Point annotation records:
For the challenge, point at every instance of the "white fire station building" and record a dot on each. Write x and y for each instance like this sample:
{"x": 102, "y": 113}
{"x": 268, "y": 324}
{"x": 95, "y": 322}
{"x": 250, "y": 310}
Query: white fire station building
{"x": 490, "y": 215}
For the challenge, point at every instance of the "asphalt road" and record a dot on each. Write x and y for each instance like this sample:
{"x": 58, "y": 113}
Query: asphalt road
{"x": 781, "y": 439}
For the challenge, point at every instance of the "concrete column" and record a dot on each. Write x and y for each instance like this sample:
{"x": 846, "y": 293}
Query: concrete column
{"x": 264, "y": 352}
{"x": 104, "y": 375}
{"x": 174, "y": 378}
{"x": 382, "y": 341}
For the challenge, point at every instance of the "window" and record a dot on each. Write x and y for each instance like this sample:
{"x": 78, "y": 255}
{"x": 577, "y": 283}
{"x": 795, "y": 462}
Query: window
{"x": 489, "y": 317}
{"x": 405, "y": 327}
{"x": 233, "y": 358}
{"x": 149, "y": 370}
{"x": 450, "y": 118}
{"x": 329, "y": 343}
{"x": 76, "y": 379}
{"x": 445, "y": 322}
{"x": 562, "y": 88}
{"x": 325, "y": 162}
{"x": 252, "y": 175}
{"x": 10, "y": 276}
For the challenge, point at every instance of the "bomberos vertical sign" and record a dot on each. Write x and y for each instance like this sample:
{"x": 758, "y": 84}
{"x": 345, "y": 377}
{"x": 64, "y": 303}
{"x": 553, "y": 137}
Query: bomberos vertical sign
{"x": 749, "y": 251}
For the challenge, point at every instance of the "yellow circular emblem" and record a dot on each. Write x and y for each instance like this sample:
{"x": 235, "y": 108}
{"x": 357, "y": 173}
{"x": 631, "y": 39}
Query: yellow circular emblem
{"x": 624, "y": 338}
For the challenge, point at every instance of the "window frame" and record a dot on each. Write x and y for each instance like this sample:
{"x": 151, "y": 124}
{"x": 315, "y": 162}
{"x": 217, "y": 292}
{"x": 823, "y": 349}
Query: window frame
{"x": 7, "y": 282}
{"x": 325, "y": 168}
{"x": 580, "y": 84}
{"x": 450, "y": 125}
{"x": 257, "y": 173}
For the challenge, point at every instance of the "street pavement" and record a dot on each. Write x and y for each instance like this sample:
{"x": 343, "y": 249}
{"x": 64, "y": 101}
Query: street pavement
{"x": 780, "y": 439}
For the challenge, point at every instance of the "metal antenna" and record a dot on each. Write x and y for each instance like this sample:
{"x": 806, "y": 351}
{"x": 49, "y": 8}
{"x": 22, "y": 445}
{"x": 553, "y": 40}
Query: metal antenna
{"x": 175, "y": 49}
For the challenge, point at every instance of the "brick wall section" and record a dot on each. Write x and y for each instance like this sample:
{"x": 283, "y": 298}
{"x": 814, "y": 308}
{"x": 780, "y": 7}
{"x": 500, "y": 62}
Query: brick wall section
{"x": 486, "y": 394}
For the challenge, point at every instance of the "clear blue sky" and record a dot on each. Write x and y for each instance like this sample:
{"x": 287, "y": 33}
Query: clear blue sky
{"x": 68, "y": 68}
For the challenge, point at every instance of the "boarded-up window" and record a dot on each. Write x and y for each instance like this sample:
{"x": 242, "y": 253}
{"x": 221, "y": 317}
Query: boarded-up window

==

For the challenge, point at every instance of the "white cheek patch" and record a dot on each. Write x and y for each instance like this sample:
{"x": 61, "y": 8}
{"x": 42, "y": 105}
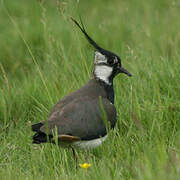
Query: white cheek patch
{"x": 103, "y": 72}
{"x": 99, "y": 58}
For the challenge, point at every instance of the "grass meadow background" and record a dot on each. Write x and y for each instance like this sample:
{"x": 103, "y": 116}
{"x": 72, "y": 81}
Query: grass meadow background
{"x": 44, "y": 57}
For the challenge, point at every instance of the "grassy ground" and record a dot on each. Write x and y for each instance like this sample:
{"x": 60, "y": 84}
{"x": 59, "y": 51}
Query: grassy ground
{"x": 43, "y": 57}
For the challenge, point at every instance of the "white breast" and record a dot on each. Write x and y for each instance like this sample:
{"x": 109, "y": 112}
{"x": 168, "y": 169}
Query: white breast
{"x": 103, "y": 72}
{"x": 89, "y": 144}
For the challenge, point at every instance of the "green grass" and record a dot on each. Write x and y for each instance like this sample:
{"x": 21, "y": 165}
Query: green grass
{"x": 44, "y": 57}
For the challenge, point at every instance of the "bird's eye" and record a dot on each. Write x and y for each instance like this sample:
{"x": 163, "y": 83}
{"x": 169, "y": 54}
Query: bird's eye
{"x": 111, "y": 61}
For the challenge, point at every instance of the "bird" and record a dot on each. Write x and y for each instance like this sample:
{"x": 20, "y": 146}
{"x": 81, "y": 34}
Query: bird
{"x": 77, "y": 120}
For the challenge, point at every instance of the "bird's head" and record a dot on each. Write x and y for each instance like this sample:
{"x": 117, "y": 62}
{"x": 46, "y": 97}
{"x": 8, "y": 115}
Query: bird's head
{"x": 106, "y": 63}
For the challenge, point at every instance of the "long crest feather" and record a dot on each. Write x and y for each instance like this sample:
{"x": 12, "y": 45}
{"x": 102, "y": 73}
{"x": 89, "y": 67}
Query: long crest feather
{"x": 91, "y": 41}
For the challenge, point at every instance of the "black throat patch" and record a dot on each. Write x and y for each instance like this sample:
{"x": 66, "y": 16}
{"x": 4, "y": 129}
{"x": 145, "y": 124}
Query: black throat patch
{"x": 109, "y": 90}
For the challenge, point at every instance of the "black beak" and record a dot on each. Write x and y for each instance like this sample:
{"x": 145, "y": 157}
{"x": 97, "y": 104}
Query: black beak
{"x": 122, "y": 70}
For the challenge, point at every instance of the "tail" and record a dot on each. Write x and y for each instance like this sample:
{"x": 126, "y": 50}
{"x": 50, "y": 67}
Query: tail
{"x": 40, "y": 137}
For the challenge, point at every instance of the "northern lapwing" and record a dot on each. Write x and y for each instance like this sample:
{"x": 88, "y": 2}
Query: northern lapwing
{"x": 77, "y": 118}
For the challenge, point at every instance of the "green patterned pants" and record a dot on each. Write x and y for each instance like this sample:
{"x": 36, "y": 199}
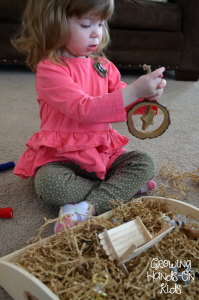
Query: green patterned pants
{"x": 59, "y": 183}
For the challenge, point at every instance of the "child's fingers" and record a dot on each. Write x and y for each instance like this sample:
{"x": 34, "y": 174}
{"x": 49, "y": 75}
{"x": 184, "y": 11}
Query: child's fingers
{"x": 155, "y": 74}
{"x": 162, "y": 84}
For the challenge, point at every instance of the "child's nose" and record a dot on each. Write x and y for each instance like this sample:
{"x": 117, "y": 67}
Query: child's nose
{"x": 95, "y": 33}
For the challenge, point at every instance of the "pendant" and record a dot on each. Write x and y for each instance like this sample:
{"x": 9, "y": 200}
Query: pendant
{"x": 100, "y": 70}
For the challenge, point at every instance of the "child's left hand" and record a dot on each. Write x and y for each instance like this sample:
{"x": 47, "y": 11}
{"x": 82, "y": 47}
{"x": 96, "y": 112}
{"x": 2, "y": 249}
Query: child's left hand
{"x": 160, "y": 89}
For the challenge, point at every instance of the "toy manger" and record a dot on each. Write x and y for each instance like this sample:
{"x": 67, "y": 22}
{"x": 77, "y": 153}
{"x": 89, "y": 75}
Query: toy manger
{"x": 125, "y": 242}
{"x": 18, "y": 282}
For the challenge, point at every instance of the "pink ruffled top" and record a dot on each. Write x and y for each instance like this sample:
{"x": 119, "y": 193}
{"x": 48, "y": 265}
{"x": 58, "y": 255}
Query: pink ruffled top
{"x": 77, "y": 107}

---

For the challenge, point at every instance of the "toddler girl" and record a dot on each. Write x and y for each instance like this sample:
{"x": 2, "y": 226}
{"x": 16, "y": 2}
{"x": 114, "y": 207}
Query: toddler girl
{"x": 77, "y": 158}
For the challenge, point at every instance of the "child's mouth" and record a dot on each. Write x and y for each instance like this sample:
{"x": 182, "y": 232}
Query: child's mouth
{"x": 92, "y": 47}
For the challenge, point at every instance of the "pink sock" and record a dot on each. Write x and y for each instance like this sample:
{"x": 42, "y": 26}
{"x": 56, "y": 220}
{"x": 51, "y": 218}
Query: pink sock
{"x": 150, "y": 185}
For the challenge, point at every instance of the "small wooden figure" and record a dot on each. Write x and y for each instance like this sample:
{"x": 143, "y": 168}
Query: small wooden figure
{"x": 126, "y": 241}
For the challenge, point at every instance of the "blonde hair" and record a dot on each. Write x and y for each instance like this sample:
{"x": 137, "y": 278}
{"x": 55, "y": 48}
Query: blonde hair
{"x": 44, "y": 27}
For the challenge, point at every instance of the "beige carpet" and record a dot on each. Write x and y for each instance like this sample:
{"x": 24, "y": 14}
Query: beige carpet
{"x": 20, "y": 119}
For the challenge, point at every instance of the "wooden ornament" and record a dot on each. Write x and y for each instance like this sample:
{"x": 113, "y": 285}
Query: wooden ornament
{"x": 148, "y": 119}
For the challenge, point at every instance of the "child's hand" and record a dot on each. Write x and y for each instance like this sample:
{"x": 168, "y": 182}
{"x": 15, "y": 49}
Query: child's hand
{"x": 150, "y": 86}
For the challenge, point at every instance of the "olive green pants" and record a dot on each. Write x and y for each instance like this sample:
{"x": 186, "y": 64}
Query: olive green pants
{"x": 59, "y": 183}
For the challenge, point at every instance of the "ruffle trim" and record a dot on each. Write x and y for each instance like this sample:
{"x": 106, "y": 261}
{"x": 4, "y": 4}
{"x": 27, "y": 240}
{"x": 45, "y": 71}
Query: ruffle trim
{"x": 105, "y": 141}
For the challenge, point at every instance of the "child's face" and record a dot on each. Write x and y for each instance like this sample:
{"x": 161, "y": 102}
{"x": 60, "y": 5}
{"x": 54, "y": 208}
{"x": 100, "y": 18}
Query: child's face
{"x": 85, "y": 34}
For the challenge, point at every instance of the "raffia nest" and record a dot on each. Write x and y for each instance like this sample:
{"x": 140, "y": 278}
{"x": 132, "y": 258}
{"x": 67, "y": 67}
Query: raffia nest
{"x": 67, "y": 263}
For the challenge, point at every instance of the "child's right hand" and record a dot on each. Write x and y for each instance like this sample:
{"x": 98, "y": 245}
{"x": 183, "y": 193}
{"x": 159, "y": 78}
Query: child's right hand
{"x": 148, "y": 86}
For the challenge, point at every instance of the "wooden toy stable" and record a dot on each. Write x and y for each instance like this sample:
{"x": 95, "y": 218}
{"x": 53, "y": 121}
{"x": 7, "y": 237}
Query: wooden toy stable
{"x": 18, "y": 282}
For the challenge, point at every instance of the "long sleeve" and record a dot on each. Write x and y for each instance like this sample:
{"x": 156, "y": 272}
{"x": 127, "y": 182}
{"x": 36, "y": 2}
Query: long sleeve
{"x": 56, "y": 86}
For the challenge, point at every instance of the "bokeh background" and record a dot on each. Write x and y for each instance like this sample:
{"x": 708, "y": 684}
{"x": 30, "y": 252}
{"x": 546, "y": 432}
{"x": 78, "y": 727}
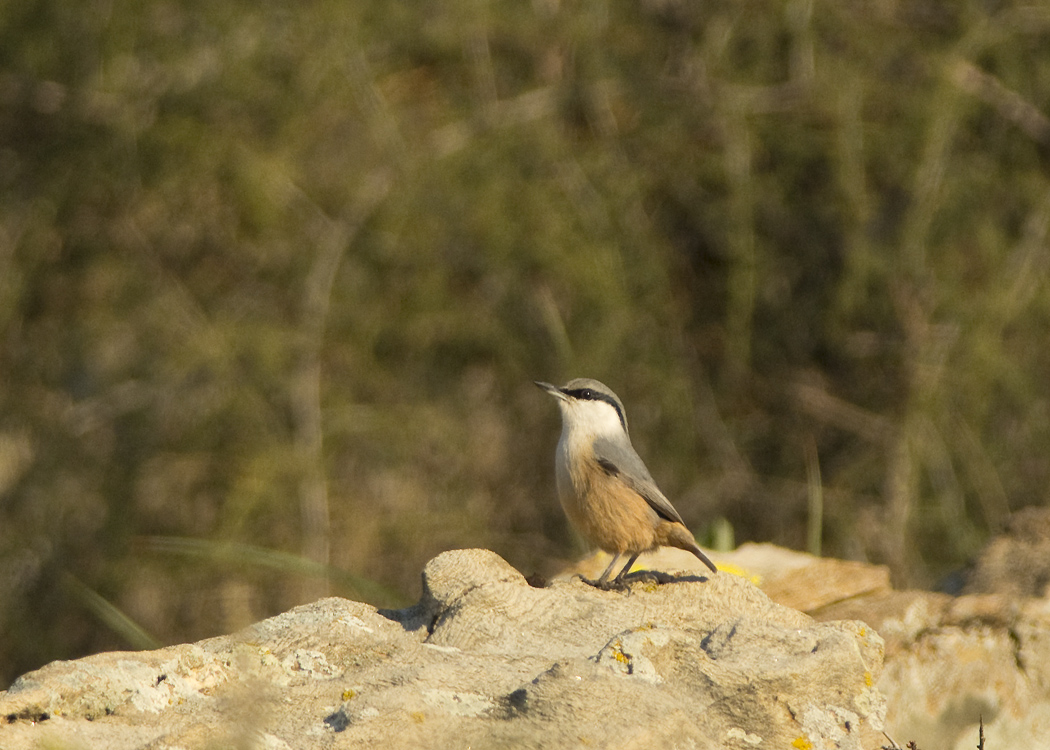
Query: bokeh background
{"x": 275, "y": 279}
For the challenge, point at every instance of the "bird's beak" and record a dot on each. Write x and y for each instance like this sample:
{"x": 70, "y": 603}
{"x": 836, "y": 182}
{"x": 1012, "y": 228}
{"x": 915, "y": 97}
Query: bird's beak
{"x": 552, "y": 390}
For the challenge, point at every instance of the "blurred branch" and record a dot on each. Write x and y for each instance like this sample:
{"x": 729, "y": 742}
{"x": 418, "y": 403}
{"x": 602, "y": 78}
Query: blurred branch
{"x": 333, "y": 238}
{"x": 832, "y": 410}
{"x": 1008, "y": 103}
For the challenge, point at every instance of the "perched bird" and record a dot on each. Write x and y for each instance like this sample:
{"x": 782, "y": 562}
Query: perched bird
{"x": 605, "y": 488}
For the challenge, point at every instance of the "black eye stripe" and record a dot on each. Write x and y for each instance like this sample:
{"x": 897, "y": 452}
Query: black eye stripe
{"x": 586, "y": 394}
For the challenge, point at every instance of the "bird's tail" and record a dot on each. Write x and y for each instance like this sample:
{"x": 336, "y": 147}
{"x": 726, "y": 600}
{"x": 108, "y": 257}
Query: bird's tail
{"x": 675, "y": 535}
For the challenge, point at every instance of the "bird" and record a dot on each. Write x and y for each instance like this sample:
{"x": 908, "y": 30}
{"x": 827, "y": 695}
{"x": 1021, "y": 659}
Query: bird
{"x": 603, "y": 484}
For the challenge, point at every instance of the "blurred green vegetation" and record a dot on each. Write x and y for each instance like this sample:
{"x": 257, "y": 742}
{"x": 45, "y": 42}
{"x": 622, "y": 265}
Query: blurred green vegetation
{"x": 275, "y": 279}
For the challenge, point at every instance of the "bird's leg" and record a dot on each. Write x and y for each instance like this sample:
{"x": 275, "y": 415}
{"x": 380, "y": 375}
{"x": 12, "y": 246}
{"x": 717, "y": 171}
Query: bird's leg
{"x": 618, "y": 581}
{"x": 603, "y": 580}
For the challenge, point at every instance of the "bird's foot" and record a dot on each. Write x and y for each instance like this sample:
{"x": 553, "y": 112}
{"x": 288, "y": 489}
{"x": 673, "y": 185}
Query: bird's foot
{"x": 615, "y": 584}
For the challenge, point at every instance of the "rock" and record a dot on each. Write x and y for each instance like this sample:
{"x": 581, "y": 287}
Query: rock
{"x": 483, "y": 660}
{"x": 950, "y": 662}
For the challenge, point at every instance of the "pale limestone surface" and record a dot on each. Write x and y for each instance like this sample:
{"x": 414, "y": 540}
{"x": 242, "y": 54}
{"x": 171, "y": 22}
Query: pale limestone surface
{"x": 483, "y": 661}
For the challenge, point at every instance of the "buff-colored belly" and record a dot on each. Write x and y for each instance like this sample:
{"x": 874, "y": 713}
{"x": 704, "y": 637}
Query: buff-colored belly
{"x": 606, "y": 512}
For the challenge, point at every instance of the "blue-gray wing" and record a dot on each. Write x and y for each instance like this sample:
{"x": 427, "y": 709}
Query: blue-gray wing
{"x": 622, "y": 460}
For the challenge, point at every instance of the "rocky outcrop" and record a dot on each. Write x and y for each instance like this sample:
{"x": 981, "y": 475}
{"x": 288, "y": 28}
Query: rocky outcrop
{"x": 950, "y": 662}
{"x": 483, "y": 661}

EXERCISE OBJECTIVE: Show each line from the entries above that contains the word "green", copying every such line in full.

RESULT OF THE EXERCISE:
For the challenge, point at every instance of the "green grass" and record a dot on each. Write x and y for each instance like this sample:
Query: green grass
For the challenge, point at every instance of the "green patterned pants" and record a dot on each. Write x and y for each instance like this sample:
Query: green patterned pants
For the challenge, point at every instance of the "olive green pants" and record a dot on each. Write x and y for each instance like this sample:
Query: olive green pants
For the challenge, point at every instance of the "blurred green vegetation" and record a dot on each. Write x and y for each instance like this sample:
Query: blurred green vegetation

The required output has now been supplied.